ARBEITSAUFTRAG 1: Zieh aus der Auflistung jede Zeile heraus, in der die Zeichenfolge "pixels" vorkommt, und achte dabei auf Groß- und Kleinschreibung.
**** TEXTAUSZUG ****
Mittlerweile entsteht Focus Online auf mehreren hundert Quadratmetern, verteilt auf drei großzügig geschnittene “Action”-Räume, in denen sich Newsredaktion mit CvDs und verschiedenen Ressorts, Marketing, Produkt und Entwicklung sowie die Service-Redaktion organisieren. Dass die Grenzen fließend sind, zeigt vor allem der Gang durch den zuletzt genannten Bereich. Lediglich eine Regalwand trennt Service-Redakteure von Vermarktungsmitarbeitern. Laut Steil gibt es aber keinen Grund zur Besorgnis, denn ethische Grenzen seien nicht eingerissen worden. Die räumliche Nähe erlaube eine einfachere Kommunikation und einen schnellen Informationsfluss, beispielsweise wenn die Vermarktung Fragen zu Schwerpunktthemen habe.

Mit 50 festangestellten Redakteuren haben Steil und Eckert Focus Online zu einer der reichweitenstärksten und schnellsten Nachrichtenplattform der Republik gemacht – Tendenz steigend. Das Erfolgsgeheimnis: Daniel Steil und sein Team haben nur einen Focus – das eigene Produkt. Regelmäßige und laute Kritik, beispielsweise von Bild-Online-Chefredakteur Julian Reichelt, lässt Steil an sich abprallen. Man dürfe sich nicht zu viel mit “Marktbegleitern” – wie er sie nennt – beschäftigen. Das Wort Konkurrenz vermeidet der 46-Jährige. Wieso, das erklärt er im Interview mit MEEDIA, in dem er auch über die Bedeutung von Nutzwertthemen mit Tiefe, über Schnelligkeit im Netz spricht und erklärt, wieso der 10-jährige Geburtstag von Hello Kitty eine Eilmeldung war.
**** DATENSATZAUSZUG ****
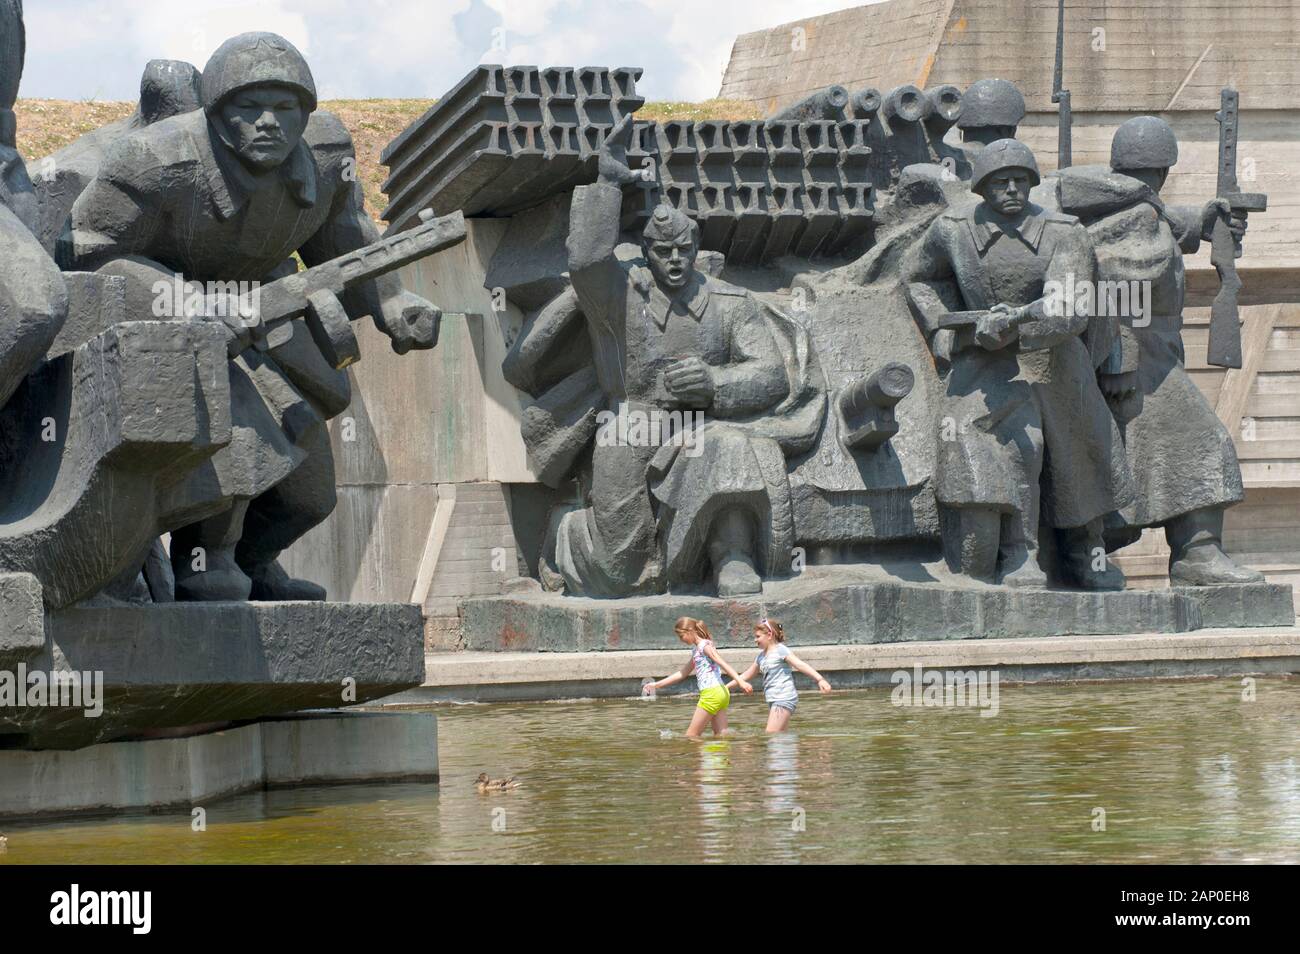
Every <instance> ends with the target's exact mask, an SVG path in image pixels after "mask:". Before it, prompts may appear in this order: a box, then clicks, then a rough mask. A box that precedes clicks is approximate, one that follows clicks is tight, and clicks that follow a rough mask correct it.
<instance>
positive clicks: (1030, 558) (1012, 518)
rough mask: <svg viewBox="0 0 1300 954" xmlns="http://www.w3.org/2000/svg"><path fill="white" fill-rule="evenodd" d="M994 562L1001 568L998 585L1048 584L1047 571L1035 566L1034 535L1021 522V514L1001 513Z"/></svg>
mask: <svg viewBox="0 0 1300 954" xmlns="http://www.w3.org/2000/svg"><path fill="white" fill-rule="evenodd" d="M998 563H1000V564H1001V568H1002V586H1047V585H1048V574H1047V573H1044V572H1043V568H1041V567H1039V542H1037V534H1035V533H1032V532H1031V530H1030V528H1027V526H1026V525H1024V517H1023V516H1022V515H1021V513H1018V512H1017V513H1006V515H1004V516H1002V537H1001V545H1000V547H998Z"/></svg>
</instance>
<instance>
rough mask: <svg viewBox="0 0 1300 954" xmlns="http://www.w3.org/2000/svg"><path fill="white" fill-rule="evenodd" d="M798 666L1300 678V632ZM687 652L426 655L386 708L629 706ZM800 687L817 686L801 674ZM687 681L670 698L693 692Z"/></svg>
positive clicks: (835, 679) (864, 647) (1067, 672)
mask: <svg viewBox="0 0 1300 954" xmlns="http://www.w3.org/2000/svg"><path fill="white" fill-rule="evenodd" d="M790 646H792V647H793V649H794V650H796V651H797V652H798V655H800V658H801V659H803V660H806V662H807V663H809V664H811V665H813V667H815V668H816V669H818V671H819V672H822V673H823V675H826V677H827V678H828V680H829V681H831V684H832V685H833V686H835V688H836V689H857V688H868V686H889V685H891V682H889V680H891V676H892V675H893V673H894V672H897V671H900V669H904V671H911V669H913V668H914V667H917V665H920V667H922V668H923V669H961V671H970V669H996V671H997V672H998V675H1000V678H1002V680H1005V681H1009V682H1058V681H1074V680H1102V678H1179V677H1204V676H1236V675H1264V673H1297V672H1300V628H1296V626H1294V625H1292V626H1286V628H1266V629H1214V630H1210V629H1206V630H1203V632H1197V633H1170V634H1152V633H1145V634H1136V636H1106V637H1082V638H1071V637H1045V638H1021V639H962V641H952V639H941V641H922V642H909V643H876V645H841V646H815V645H806V643H803V642H802V641H800V639H798V637H797V636H793V634H792V642H790ZM723 656H724V658H725V659H727V660H728V662H729V663H732V665H735V667H736V668H737V669H744V667H746V665H749V663H750V662H753V659H754V654H753V650H750V649H724V650H723ZM682 658H684V650H682V649H681V646H679V647H677V649H671V650H669V649H663V650H647V651H607V652H567V654H537V652H456V654H446V652H439V654H430V655H429V656H428V658H426V660H425V680H424V685H422V686H420V688H419V689H412V690H409V691H406V693H402V694H400V695H395V697H391V698H390V699H386V701H385V704H393V706H406V704H426V703H429V702H524V701H541V699H576V698H619V697H621V698H627V697H629V695H638V694H640V691H641V682H642V681H643V680H646V678H647V677H659V676H663V675H664V673H667V672H672V671H673V669H676V668H679V667H680V665H681V662H682ZM796 678H797V681H798V682H800V688H801V689H802V690H805V691H814V688H813V686H811V685H810V684H807V682H806V681H803V676H797V677H796ZM692 689H693V686H692V685H690V684H689V682H686V684H682V685H681V686H676V688H673V689H669V690H664V694H667V693H672V691H692Z"/></svg>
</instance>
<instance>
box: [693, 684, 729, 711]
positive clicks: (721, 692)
mask: <svg viewBox="0 0 1300 954" xmlns="http://www.w3.org/2000/svg"><path fill="white" fill-rule="evenodd" d="M697 704H698V706H699V708H702V710H705V711H706V712H707V714H708V715H718V714H719V712H722V711H723V710H724V708H727V707H728V706H729V704H731V693H728V691H727V686H710V688H708V689H701V690H699V702H698V703H697Z"/></svg>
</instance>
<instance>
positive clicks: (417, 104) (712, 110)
mask: <svg viewBox="0 0 1300 954" xmlns="http://www.w3.org/2000/svg"><path fill="white" fill-rule="evenodd" d="M434 103H435V100H432V99H335V100H325V101H324V103H321V109H328V110H330V112H331V113H334V114H335V116H338V117H339V120H342V121H343V125H346V126H347V129H348V131H351V134H352V139H354V142H355V143H356V160H357V170H359V173H360V175H361V185H363V187H364V188H365V204H367V208H368V209H369V212H370V214H372V216H374V217H376V218H378V216H380V213H381V212H382V211H383V207H385V205H386V204H387V201H386V200H385V198H383V192H382V191H381V190H380V186H381V185H382V182H383V179H385V175H386V170H385V169H383V166H382V165H380V153H381V152H382V151H383V147H385V146H387V144H389V143H390V142H391V140H393V139H394V138H395V136H396V134H398V133H400V131H402V130H403V129H406V127H407V126H408V125H411V122H412V121H413V120H416V118H417V117H419V116H420V114H421V113H424V110H425V109H428V108H429V107H432V105H433V104H434ZM134 109H135V104H134V103H88V101H72V100H55V99H21V100H18V103H17V104H16V105H14V112H16V113H17V114H18V151H19V152H21V153H22V156H23V159H26V160H27V162H34V161H35V160H39V159H42V157H44V156H48V155H49V153H51V152H56V151H57V149H60V148H62V147H64V146H66V144H68V143H70V142H73V140H74V139H77V136H79V135H83V134H86V133H90V131H91V130H92V129H98V127H100V126H104V125H107V123H109V122H114V121H117V120H121V118H123V117H126V116H130V114H131V112H133V110H134ZM637 117H640V118H643V120H656V121H663V120H692V121H698V120H748V118H754V117H753V116H751V109H750V108H749V107H748V104H745V103H738V101H733V100H716V99H715V100H707V101H705V103H646V104H645V105H643V107H642V108H641V109H640V110H637Z"/></svg>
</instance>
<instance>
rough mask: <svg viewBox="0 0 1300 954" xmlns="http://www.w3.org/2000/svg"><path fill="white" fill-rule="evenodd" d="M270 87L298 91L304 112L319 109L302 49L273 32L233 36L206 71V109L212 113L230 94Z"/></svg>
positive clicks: (205, 67)
mask: <svg viewBox="0 0 1300 954" xmlns="http://www.w3.org/2000/svg"><path fill="white" fill-rule="evenodd" d="M268 83H274V84H277V86H287V87H291V88H292V90H296V91H298V95H299V97H300V99H302V100H303V108H304V109H305V110H307V112H308V113H311V112H313V110H315V109H316V82H315V81H313V79H312V71H311V69H309V68H308V66H307V60H305V58H303V55H302V53H300V52H298V47H295V45H294V44H292V43H290V42H289V40H286V39H285V38H283V36H278V35H277V34H273V32H244V34H239V35H238V36H231V38H230V39H229V40H226V42H225V43H222V44H221V45H220V47H217V52H214V53H213V55H212V58H209V60H208V65H207V66H204V68H203V108H204V110H205V112H208V113H212V112H213V110H214V109H217V107H220V105H221V104H222V103H224V101H225V100H226V97H227V96H230V94H233V92H238V91H239V90H244V88H247V87H250V86H263V84H268Z"/></svg>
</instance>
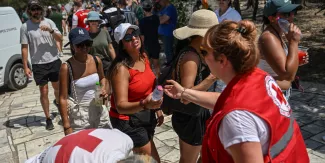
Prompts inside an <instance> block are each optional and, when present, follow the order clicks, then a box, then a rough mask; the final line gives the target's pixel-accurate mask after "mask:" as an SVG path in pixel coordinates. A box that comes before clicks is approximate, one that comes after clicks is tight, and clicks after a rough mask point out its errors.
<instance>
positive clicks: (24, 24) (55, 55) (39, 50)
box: [20, 18, 61, 64]
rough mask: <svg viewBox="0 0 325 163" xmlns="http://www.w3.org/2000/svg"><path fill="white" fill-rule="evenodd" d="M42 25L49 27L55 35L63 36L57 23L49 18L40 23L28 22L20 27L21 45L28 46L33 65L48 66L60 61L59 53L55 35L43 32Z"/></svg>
mask: <svg viewBox="0 0 325 163" xmlns="http://www.w3.org/2000/svg"><path fill="white" fill-rule="evenodd" d="M41 25H44V26H48V27H50V28H51V29H53V30H54V32H55V33H58V34H61V33H60V31H59V30H58V28H57V27H56V25H55V23H54V22H53V21H52V20H50V19H47V18H44V20H42V21H41V22H40V23H34V22H32V21H31V20H27V21H26V23H24V24H23V25H22V26H21V27H20V43H21V44H24V45H26V44H27V45H28V48H29V54H30V58H31V62H32V64H46V63H51V62H53V61H55V60H57V59H59V51H58V48H57V47H56V41H55V39H54V37H53V35H52V34H51V33H50V32H47V31H42V30H41V29H40V26H41Z"/></svg>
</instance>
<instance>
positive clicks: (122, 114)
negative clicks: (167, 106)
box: [108, 23, 164, 162]
mask: <svg viewBox="0 0 325 163" xmlns="http://www.w3.org/2000/svg"><path fill="white" fill-rule="evenodd" d="M114 38H115V41H116V42H117V43H118V44H119V48H118V49H119V52H118V55H117V56H116V58H115V59H114V61H113V62H112V64H111V67H110V69H109V73H108V78H109V79H110V81H111V85H112V90H113V95H112V96H111V110H110V112H109V115H110V120H111V123H112V126H113V127H114V128H117V129H119V130H121V131H122V132H124V133H125V134H127V135H129V136H130V137H131V139H132V140H133V143H134V149H133V151H134V152H135V153H140V154H147V155H151V156H152V157H153V158H154V159H155V160H157V161H158V162H160V159H159V155H158V152H157V149H156V146H155V143H154V142H153V135H154V132H155V128H156V126H157V123H158V126H160V125H161V124H162V123H163V119H164V117H163V115H162V111H161V110H159V111H156V110H154V109H157V108H160V105H161V103H162V99H161V100H159V101H153V100H152V92H153V90H154V88H155V86H156V81H155V80H156V77H155V75H154V73H153V72H152V70H151V68H150V62H149V59H148V57H147V55H146V54H145V52H144V46H143V45H142V41H141V39H140V30H139V27H138V26H135V25H131V24H129V23H122V24H120V25H119V26H118V27H117V28H115V30H114ZM156 115H157V117H158V122H157V119H156Z"/></svg>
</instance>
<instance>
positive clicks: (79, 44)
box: [76, 41, 92, 48]
mask: <svg viewBox="0 0 325 163" xmlns="http://www.w3.org/2000/svg"><path fill="white" fill-rule="evenodd" d="M85 46H86V47H91V46H92V42H90V41H85V42H82V43H80V44H77V45H76V47H77V48H83V47H85Z"/></svg>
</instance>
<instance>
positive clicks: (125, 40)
mask: <svg viewBox="0 0 325 163" xmlns="http://www.w3.org/2000/svg"><path fill="white" fill-rule="evenodd" d="M139 36H140V31H139V30H134V31H133V32H132V33H131V34H125V36H124V38H123V40H124V41H126V42H130V41H132V39H133V37H139Z"/></svg>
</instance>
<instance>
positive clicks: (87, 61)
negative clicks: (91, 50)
mask: <svg viewBox="0 0 325 163" xmlns="http://www.w3.org/2000/svg"><path fill="white" fill-rule="evenodd" d="M72 58H73V60H75V61H76V62H78V63H80V64H87V63H88V56H87V60H86V62H80V61H78V60H76V58H74V56H72Z"/></svg>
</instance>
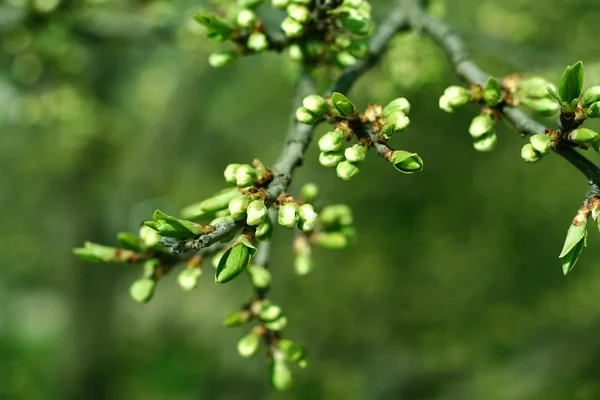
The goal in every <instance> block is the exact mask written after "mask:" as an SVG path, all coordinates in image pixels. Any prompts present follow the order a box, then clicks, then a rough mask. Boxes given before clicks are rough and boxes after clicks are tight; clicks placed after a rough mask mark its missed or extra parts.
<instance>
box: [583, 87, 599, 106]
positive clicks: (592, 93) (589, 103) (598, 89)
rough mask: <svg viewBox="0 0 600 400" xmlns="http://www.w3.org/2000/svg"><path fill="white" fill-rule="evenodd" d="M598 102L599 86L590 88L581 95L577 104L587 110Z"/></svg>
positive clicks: (584, 91) (598, 97) (598, 98)
mask: <svg viewBox="0 0 600 400" xmlns="http://www.w3.org/2000/svg"><path fill="white" fill-rule="evenodd" d="M598 101H600V86H590V87H589V88H587V89H586V90H585V91H584V92H583V94H582V95H581V100H580V101H579V104H580V105H581V107H583V108H588V107H589V106H591V105H592V104H594V103H596V102H598Z"/></svg>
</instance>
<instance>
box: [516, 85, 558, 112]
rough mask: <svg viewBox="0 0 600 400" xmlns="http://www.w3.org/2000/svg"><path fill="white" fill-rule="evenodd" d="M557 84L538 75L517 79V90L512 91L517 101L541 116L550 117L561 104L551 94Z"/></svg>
mask: <svg viewBox="0 0 600 400" xmlns="http://www.w3.org/2000/svg"><path fill="white" fill-rule="evenodd" d="M551 91H556V86H555V85H554V84H552V83H550V82H548V81H547V80H546V79H544V78H542V77H538V76H534V77H530V78H524V79H517V80H516V90H515V91H514V92H513V93H512V96H513V100H514V101H515V103H518V102H522V103H523V104H525V105H526V106H527V107H529V108H530V109H531V110H532V111H534V112H536V113H538V114H539V115H541V116H544V117H549V116H552V115H554V114H556V112H557V111H558V110H560V104H558V102H556V100H555V99H554V98H553V97H552V95H551V94H550V93H551Z"/></svg>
****
ARBEITSAUFTRAG 2:
Beantworte zum Textauszug über Focus Online die folgenden Fragen jeweils kurz:
(a) Auf wie viele „Action“-Räume verteilt sich Focus Online?
(b) Wie viele festangestellte Redakteure werden genannt?
(c) Welches Wort verwendet Steil statt „Konkurrenz“?

ANTWORTFELD 1:
Every <instance> ends with the target's exact mask, an SVG path in image pixels after "mask:". Before it, prompts may appear in this order: a box, then clicks, then a rough mask. A box that precedes clicks is approximate, one that follows clicks is tight, and clicks that follow a rough mask correct it.
The goal in every <instance> block is the exact mask written after "mask:" as an SVG path, all coordinates in image pixels. Any prompts present follow the order a box, then clicks, then a rough mask. Boxes given before clicks are rough and boxes after clicks are tight; clicks placed after a rough mask mark its missed or extra parts.

ANTWORTFELD 2:
(a) Auf drei Räume.
(b) 50 Redakteure.
(c) „Marktbegleiter“.